_Information provided_

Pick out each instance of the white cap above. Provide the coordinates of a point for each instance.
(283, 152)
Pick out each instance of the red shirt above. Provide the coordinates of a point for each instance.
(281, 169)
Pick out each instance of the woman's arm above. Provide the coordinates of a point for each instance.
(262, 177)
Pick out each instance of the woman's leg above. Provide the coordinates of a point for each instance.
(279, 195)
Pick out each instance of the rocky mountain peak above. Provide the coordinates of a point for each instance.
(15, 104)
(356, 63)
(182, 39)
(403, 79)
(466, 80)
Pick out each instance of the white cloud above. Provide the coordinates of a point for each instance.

_Task to carry out_
Recast every line of the items above as a Markdown table with the columns Row and Text. Number each row and leave out blank lines.

_Task answer_
| Row | Text |
|---|---|
| 1 | Pick out each instance of the white cap above. Provide the coordinates of a point for each instance. |
| 2 | (283, 152) |
| 3 | Pick out each instance of the red shirt above. Provide the coordinates of a point for each instance. |
| 4 | (281, 169) |
| 5 | Pick out each instance of the woman's arm above. Provide the coordinates of a point for each instance. |
| 6 | (262, 177) |
| 7 | Pick out each instance of the woman's leg above. Provide the coordinates of a point for each instance. |
| 8 | (279, 195) |
| 9 | Pick out each instance of the rocky mountain peak above. Provide the coordinates of a point for each instance. |
| 10 | (15, 104) |
| 11 | (356, 63) |
| 12 | (182, 39) |
| 13 | (403, 79) |
| 14 | (466, 80) |
| 15 | Pick out each instance of the white cloud above. Provide the coordinates of a point for each instance. |